• Types of Abnormal Heart Rhythms

    Some abnormal heart rhythms (also called arrhythmias) are fast, others are slow and some are irregular. How an arrhythmia is treated depends on the kind of abnormal beat.

    Fast Heart Rhythms (Tachycardia)

    Supraventricular Tachycardia (SVT)

    In the abnormal heart rhythm called supraventricular tachycardia (SVT), the electrical impulse stimulating the heart does not come from the sinus node as it should. Instead, it comes from a collection of tissue involving the atrioventricular (AV) node, and the electrical impulses are generated at a rapid rate, which may result in 280 heart beats per minute.

    Treatment is possible with the Valsalva Maneuver, in which the patient is asked to strain (bear down) in order to slow the heart rate. If this is not effective, medications can be used to slow the heart rate.

    For those with severe SVT, cardioversion may be recommended. In cardioversion, an electrical shock is delivered to the heart to change an abnormal heart rhythm back to a normal rhythm.

    Atrial Flutter

    Atrial flutter occurs when rapidly fired signals cause the muscles in the upper chambers of the heart (the atria) to contract quickly, leading to a very fast and steady heartbeat.

■ Exercise:
Reproduce the part of the passage on abnormal heart rhythms that lies between "In the abnormal" and "a normal rhythm.", inclusive. The items that come next have nothing to do with the passage on abnormal heart rhythms.

■ The data:
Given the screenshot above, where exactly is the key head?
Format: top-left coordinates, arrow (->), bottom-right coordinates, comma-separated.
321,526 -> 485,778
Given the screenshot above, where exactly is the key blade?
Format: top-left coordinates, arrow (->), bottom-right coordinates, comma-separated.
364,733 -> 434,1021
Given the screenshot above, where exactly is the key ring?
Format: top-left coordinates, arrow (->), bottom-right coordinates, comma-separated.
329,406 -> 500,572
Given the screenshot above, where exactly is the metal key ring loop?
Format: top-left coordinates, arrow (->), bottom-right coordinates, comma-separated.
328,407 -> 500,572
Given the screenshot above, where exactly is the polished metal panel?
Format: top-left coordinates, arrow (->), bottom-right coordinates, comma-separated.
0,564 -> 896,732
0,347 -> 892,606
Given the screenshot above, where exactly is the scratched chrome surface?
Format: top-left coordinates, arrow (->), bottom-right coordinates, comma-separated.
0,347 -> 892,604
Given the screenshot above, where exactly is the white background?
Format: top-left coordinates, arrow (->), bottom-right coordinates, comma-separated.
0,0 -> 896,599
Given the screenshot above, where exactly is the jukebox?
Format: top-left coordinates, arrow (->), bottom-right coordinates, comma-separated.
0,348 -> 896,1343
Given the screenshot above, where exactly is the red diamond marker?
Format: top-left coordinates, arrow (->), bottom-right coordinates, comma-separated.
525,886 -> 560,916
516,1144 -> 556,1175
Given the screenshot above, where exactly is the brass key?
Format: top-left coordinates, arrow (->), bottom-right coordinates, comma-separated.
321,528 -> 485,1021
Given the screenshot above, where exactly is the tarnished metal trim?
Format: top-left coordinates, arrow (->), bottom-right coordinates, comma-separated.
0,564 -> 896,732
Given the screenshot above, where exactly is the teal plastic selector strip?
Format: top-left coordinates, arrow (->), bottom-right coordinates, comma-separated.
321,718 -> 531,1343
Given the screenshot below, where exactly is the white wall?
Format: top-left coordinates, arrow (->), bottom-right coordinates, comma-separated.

* * *

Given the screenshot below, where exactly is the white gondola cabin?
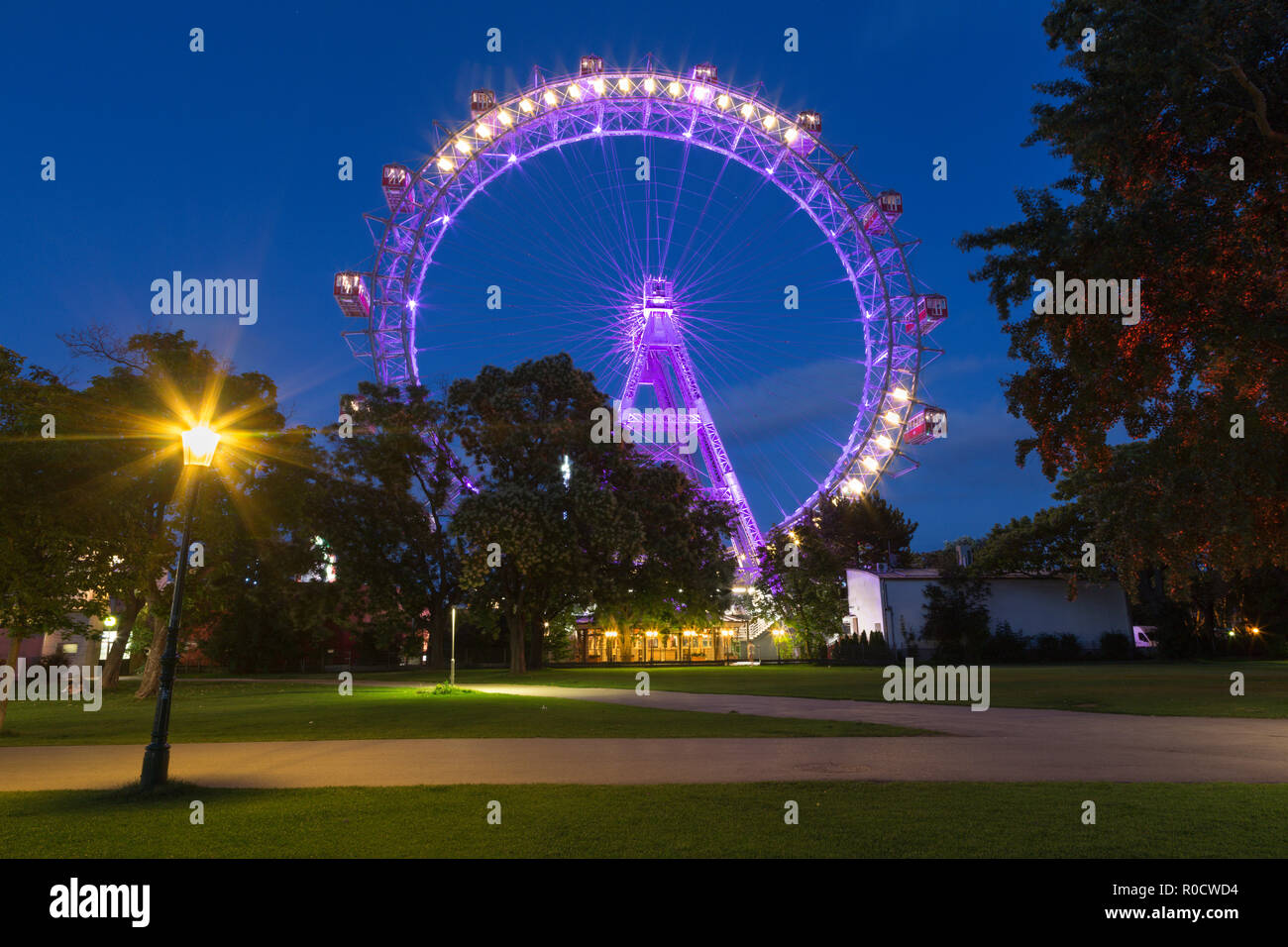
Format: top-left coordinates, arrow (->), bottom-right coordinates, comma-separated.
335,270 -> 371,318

■ Exercise answer:
In the abnormal heart rhythm called supraventricular tachycardia (SVT), the electrical impulse stimulating the heart does not come from the sinus node as it should. Instead, it comes from a collection of tissue involving the atrioventricular (AV) node, and the electrical impulses are generated at a rapid rate, which may result in 280 heart beats per minute.

    Treatment is possible with the Valsalva Maneuver, in which the patient is asked to strain (bear down) in order to slow the heart rate. If this is not effective, medications can be used to slow the heart rate.

    For those with severe SVT, cardioversion may be recommended. In cardioversion, an electrical shock is delivered to the heart to change an abnormal heart rhythm back to a normal rhythm.